>> BEGIN DOCUMENT EXCERPT
Check It Out: Student Edition

LMC By the Numbers!
A Snapshot of Our Year-to-Date
Hi.
Did you ever read an issue of Check It Out? Well, you have now.
Check It Out is West Orange High School's only K-Dot adjacent newsletter product, offering all that smoke with none of that hate since 2022. Here, we share news, espouse views, hit cruise, and try not to worry about what's in the rear view (or bouncing beneath the undercarriage).
Know what's been hanging tough from our big, craggy neural synapses lately?
Numbers!
Here in the LMC, we're big into qualitative data—true learning is all about inconvenient nuances and subtle distinctions—but every now and again, partly for love of the game, partly for funsies, your fabulous librarians like to get down with quantitative metrics.
Throughout this issue, you'll find five fascinating graphics that offer a snapshot of our year-to-date.
Gaze. Emote. Indulge.
Bruh, here's one now!
How many students has the LMC served this year in total?
Late Winter Celebrations!
Resources and events from your LMC!
>> END DOCUMENT EXCERPT
>> BEGIN SUPPLIED MATERIAL
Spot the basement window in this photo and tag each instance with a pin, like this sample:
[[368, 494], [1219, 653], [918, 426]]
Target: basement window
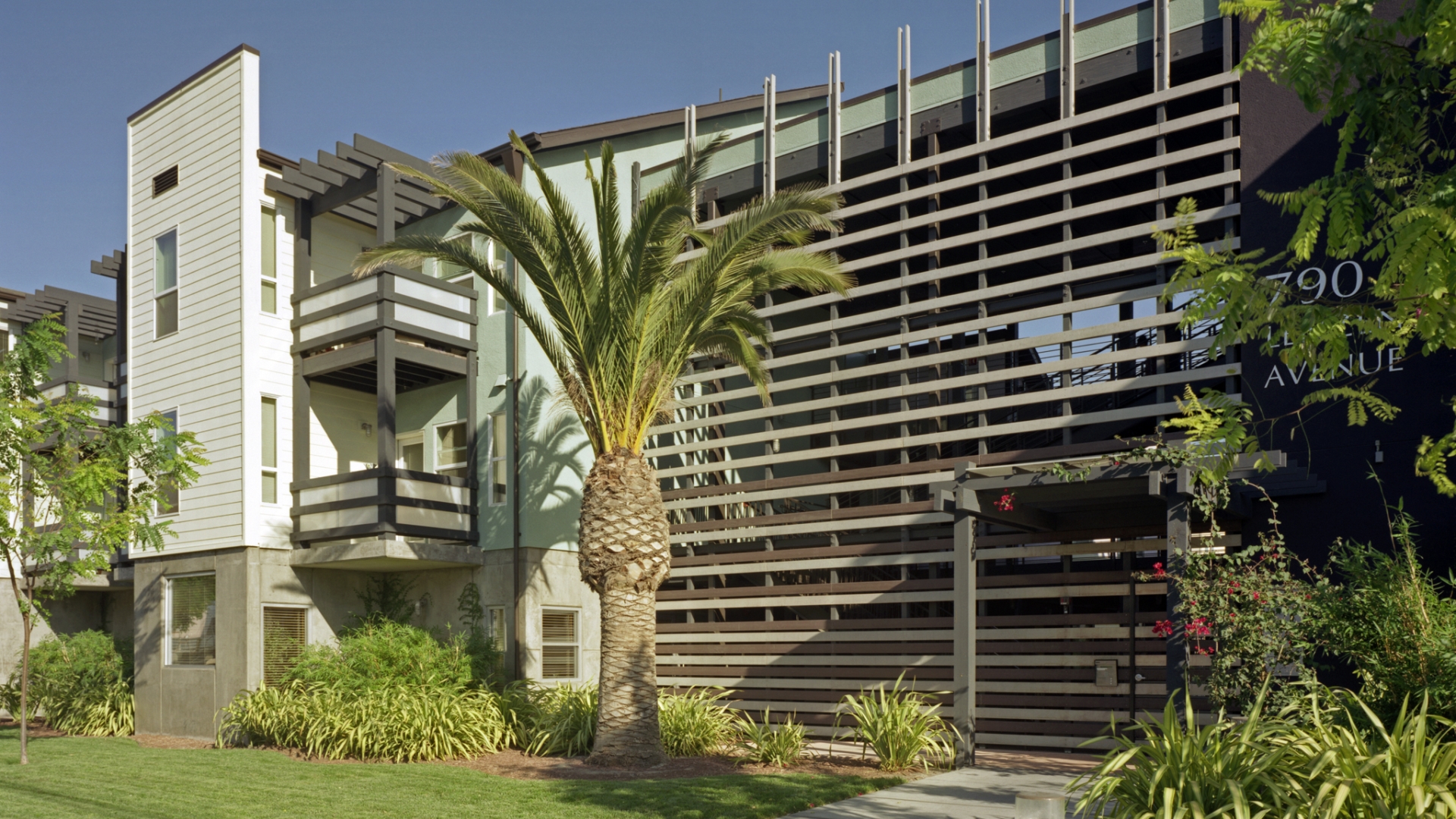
>> END SUPPLIED MATERIAL
◆ TASK INSTRUCTIONS:
1 > Decide whether each statement agrees with the newsletter: (a) Check It Out has been offered since 2022. (b) The issue contains ten graphics. (c) The librarians say they are big into qualitative data. For each one, answer yes or no and quote the words from the newsletter that settle it.
2 > From the newsletter, extract everything from "Check It Out: Student" down to "with quantitative metrics.".
3 > According to the newsletter, Check It Out belongs to which high school?

◆ RESPONSES:
1 >
(a) Yes: "since 2022"
(b) No: "five fascinating graphics"
(c) Yes: "we're big into qualitative data"

2 >
Check It Out: Student Edition

LMC By the Numbers!
A Snapshot of Our Year-to-Date
Hi.
Did you ever read an issue of Check It Out? Well, you have now.
Check It Out is West Orange High School's only K-Dot adjacent newsletter product, offering all that smoke with none of that hate since 2022. Here, we share news, espouse views, hit cruise, and try not to worry about what's in the rear view (or bouncing beneath the undercarriage).
Know what's been hanging tough from our big, craggy neural synapses lately?
Numbers!
Here in the LMC, we're big into qualitative data—true learning is all about inconvenient nuances and subtle distinctions—but every now and again, partly for love of the game, partly for funsies, your fabulous librarians like to get down with quantitative metrics.

3 > West Orange High School